- **Goal of the exercise**:
From the article on how coronavirus is shaking the global economy, list every industry named in the sentence that begins "A range of industries are affected."
----- Passage provided
How coronavirus is shaking the global economy

A closed sign is posted on the door of Colectivo Coffee on Mequon Road in Mequon on Monday, March 16, 2020. (REUTERS/MIKE DE SISTI / MILWAUKEE JOURNAL SENTINEL)

Group of Seven (G7) governments pledged coordinated action on March 16 to do “whatever is necessary” to support the global economy and mitigate the impact of the spread of the COVID-19 virus. The statement followed their emergency video conference call and comes on the heels of several central bank actions over the past week of a scale and reach not seen since the onset of the global financial crisis in 2007-08.

COVID-19’s deadly spread delivers a trifecta economic shock: there is a collapse of aggregate demand through severely reduced consumption, a shock to global business through supply chain interruptions and bankruptcies, and resulting financial market gyrations.

The onset of voluntary and government-mandated social distancing, the first layoffs, and policy measures such as travel bans have likely led to a sharp drop in consumption. The immediate and or short-term improvement of the business environment for some other sectors (paper and cleaning products, telecommunications, online retail, etc.) will not nearly compensate for this drop. A range of industries are affected: travel and leisure (airlines, cruise lines, hotels), wholesale and retail trade, transportation and transportation-related (cargo shipping, aircraft manufacturing), segments of the insurance market, and financial institutions.

If the experience in China is any guide, the United States should brace for a historic slump in retail sales, industrial output, and fixed-asset investments. Small and medium sized enterprises will bear a meaningful burden in this downcycle, and corporate defaults and bankruptcies large and small will come in the coming weeks: every business from a small local restaurant to large travel agencies is at risk. Given the importance of small and medium businesses to the labor market, unemployment is likely to sharply increase through the remainder of the calendar year.

A first glimpse at the quantitative impact was visible in March 16’s Empire State business conditions index, published by the Federal Reserve Bank of New York: it fell to its lowest level since 2009, with very sharp drops in shipments, new orders, and a broad softening of labor market indicators. As a point of comparison, and in round preliminary numbers, China appears to have initially suffered a drop in industrial manufacturing of approximately 35 percent and a drop in services of 40 percent, with a close to 80 percent decline in retail traffic.

The uncertainties on the ultimate economic damage, as well as the globally developing (economic) policy response, have spurred wild swings in equity markets.
----------
----- Entries shown
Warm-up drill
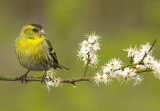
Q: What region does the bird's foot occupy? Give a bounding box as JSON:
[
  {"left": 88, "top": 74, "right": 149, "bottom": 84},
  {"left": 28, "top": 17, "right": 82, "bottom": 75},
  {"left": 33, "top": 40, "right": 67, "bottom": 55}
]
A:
[
  {"left": 41, "top": 74, "right": 46, "bottom": 84},
  {"left": 19, "top": 74, "right": 28, "bottom": 83}
]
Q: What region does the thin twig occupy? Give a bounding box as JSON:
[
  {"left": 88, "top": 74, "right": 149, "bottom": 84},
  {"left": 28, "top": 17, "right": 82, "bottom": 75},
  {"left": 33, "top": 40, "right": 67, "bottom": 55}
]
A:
[
  {"left": 140, "top": 39, "right": 157, "bottom": 63},
  {"left": 0, "top": 75, "right": 93, "bottom": 83},
  {"left": 83, "top": 53, "right": 90, "bottom": 77}
]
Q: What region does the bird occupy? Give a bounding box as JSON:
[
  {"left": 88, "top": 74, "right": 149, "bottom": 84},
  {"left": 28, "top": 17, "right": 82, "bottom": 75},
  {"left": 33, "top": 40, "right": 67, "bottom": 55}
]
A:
[{"left": 15, "top": 23, "right": 69, "bottom": 83}]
----------
- **Response area**:
- Travel and leisure (airlines, cruise lines, hotels)
- Wholesale and retail trade
- Transportation and transportation-related (cargo shipping, aircraft manufacturing)
- Segments of the insurance market
- Financial institutions